Every entry must be given again exactly as it is written.

Saved data entries
_ _ _ _ _ _ _

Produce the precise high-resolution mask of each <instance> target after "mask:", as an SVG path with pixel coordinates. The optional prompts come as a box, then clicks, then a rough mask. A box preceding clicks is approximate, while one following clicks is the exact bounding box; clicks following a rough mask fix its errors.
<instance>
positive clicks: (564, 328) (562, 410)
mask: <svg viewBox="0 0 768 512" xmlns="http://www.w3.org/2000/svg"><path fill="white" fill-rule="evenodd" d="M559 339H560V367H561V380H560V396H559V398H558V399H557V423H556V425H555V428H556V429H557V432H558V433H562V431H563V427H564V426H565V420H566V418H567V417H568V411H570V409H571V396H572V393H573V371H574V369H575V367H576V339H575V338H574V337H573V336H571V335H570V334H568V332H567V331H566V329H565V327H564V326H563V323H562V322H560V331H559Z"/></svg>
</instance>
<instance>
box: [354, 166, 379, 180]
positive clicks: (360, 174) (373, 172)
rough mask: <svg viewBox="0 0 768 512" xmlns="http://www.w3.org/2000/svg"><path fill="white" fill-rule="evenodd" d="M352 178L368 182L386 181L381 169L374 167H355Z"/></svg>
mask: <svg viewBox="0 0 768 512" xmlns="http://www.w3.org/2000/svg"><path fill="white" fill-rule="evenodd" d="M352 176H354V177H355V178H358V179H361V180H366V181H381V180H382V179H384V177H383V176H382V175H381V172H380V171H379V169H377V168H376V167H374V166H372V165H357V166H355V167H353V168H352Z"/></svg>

_ _ _ _ _ _ _

= SOLUTION TO THIS EXERCISE =
Produce the precise high-resolution mask of each <instance> target after "mask:", as an SVG path with pixel coordinates. The optional prompts come as a box, then clicks, then a rough mask. A box preceding clicks is approximate, while one following clicks is the exact bounding box; clicks following a rough mask fix its errors.
<instance>
positive clicks: (564, 328) (562, 410)
mask: <svg viewBox="0 0 768 512" xmlns="http://www.w3.org/2000/svg"><path fill="white" fill-rule="evenodd" d="M559 339H560V367H561V380H560V396H559V398H558V399H557V423H556V425H555V428H556V429H557V432H558V433H562V431H563V427H564V426H565V420H566V418H567V417H568V411H570V409H571V396H572V393H573V371H574V369H575V367H576V339H575V338H574V337H573V336H571V335H570V334H568V332H567V331H566V329H565V327H564V326H563V323H562V322H560V331H559Z"/></svg>
</instance>
<instance>
box: [354, 166, 379, 180]
positive clicks: (360, 174) (373, 172)
rough mask: <svg viewBox="0 0 768 512" xmlns="http://www.w3.org/2000/svg"><path fill="white" fill-rule="evenodd" d="M352 178L368 182L386 181L381 169L374 167H355Z"/></svg>
mask: <svg viewBox="0 0 768 512" xmlns="http://www.w3.org/2000/svg"><path fill="white" fill-rule="evenodd" d="M352 176H354V177H355V178H358V179H361V180H366V181H381V180H382V179H384V177H383V176H382V175H381V172H380V171H379V169H377V168H376V167H374V166H372V165H357V166H355V167H353V168H352Z"/></svg>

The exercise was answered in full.